WHAT TO DO: Reproduce every line of the records below without changes, omitting the pictures.

** START OF ENTRIES SHOWN **

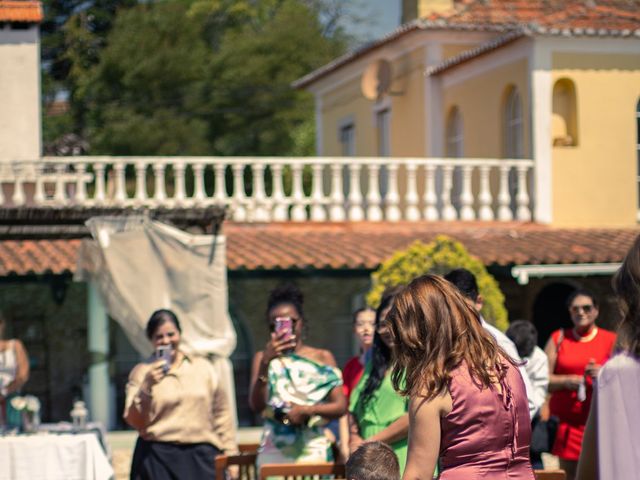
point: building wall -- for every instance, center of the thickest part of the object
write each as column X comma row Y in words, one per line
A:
column 55, row 336
column 482, row 114
column 346, row 104
column 595, row 182
column 19, row 95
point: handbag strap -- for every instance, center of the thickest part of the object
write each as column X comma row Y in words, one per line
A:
column 560, row 340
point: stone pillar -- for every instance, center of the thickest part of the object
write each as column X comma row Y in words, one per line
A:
column 98, row 341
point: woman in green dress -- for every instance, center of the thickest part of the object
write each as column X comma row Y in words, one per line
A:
column 376, row 411
column 297, row 388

** END OF ENTRIES SHOWN **

WORKED ANSWER:
point: building wall -- for every instance, center of the thickest part of the object
write each as column X comma row Y in words, one per line
A:
column 55, row 336
column 482, row 114
column 346, row 104
column 595, row 182
column 19, row 95
point: handbag strap -- for every instance, center of the thickest part of the object
write each as column X comma row Y in words, one per line
A:
column 560, row 340
point: stone pillar -- for every instance, center of the thickest part of the object
write each as column X comma row Y in words, one per line
A:
column 98, row 341
point: woman in green dress -- for every instance, center of the thickest part of the object
write each as column X comma row Y in words, one per line
A:
column 376, row 411
column 297, row 388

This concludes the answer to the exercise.